=== TEXT SECTION ===
14 May 2014 23:59 UTC
13 June 2014 23:59 UTC
Staff Report Due
4 July 2014 23:59 UTC
Report of Public Comments
- English [PDF, 415 KB]
- Français [PDF, 428 KB]
- Español [PDF, 415 KB]
- Русский [PDF, 560 KB]
- Português [PDF, 414 KB]
- 简体中文 [PDF, 509 KB]
- العربية [PDF, 425 KB]
This is a report about supporting the domain name industry in underserved regions, prepared by ICANN staff for public comment.
Section I: Description and Explanation
ICANN is exploring ideas and strategies to help promote the domain name industry in regions that have typically been underserved. In particular, ICANN is looking at existing barriers to Registrar Accreditation and operation and considering ways that these challenges might be mitigated. Public comments on this report will be used to determine next steps to support the domain name industry in underserved regions.
As of 16 April 2014, there were 1,010 ICANN-accredited Registrars. Of those, seven are located in Africa. Fourteen are located in the Middle East.
Barriers to participation in domain name industry business in regions such as Africa and the Middle East are complex and some cannot be addressed by ICANN without coordination with the greater community. Many of these issues have been recognized and discussed for some time. ICANN staff is therefore seeking input to determine how best to transform this discussion into concrete results.
=== RAW DATA ===
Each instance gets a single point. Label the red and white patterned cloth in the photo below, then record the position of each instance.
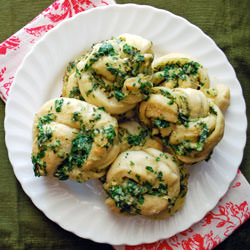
(231, 211)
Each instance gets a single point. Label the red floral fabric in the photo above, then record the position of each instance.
(13, 50)
(218, 224)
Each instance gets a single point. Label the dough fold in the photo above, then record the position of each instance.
(73, 139)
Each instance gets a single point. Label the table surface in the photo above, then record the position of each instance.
(22, 225)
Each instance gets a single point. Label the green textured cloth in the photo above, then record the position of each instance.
(22, 225)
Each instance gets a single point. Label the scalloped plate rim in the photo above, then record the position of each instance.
(71, 20)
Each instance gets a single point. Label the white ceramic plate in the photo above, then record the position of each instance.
(80, 208)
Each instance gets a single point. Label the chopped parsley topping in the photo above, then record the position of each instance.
(160, 123)
(177, 71)
(119, 95)
(58, 104)
(150, 169)
(129, 196)
(212, 110)
(203, 136)
(137, 140)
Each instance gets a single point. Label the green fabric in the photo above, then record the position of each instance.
(22, 225)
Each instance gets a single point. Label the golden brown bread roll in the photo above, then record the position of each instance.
(177, 70)
(114, 74)
(146, 182)
(135, 136)
(73, 139)
(191, 125)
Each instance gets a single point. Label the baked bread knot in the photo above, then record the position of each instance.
(190, 124)
(177, 70)
(147, 182)
(135, 136)
(114, 74)
(73, 139)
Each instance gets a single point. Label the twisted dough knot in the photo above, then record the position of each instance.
(114, 74)
(73, 139)
(146, 182)
(182, 71)
(179, 70)
(133, 135)
(191, 125)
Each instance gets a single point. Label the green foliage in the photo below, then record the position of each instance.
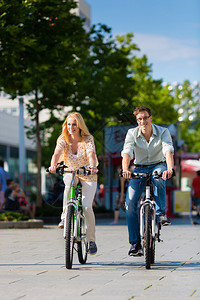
(188, 115)
(12, 216)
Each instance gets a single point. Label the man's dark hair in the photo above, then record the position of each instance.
(1, 163)
(8, 181)
(139, 109)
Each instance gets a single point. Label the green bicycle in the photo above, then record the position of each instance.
(74, 222)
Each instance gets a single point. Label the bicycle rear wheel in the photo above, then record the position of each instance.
(82, 245)
(148, 236)
(69, 243)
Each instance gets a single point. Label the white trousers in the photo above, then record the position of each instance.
(88, 193)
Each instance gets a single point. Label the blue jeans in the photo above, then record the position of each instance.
(134, 192)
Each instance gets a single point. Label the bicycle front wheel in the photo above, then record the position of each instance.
(148, 237)
(82, 244)
(69, 243)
===
Reproduce the text on supporting the domain name industry in underserved regions in full, word for word. The records were taken from a separate source.

## PROBLEM SOLUTION
14 May 2014 23:59 UTC
13 June 2014 23:59 UTC
Staff Report Due
4 July 2014 23:59 UTC
Report of Public Comments
- English [PDF, 415 KB]
- Français [PDF, 428 KB]
- Español [PDF, 415 KB]
- Русский [PDF, 560 KB]
- Português [PDF, 414 KB]
- 简体中文 [PDF, 509 KB]
- العربية [PDF, 425 KB]
This is a report about supporting the domain name industry in underserved regions, prepared by ICANN staff for public comment.
Section I: Description and Explanation
ICANN is exploring ideas and strategies to help promote the domain name industry in regions that have typically been underserved. In particular, ICANN is looking at existing barriers to Registrar Accreditation and operation and considering ways that these challenges might be mitigated. Public comments on this report will be used to determine next steps to support the domain name industry in underserved regions.
As of 16 April 2014, there were 1,010 ICANN-accredited Registrars. Of those, seven are located in Africa. Fourteen are located in the Middle East.
Barriers to participation in domain name industry business in regions such as Africa and the Middle East are complex and some cannot be addressed by ICANN without coordination with the greater community. Many of these issues have been recognized and discussed for some time. ICANN staff is therefore seeking input to determine how best to transform this discussion into concrete results.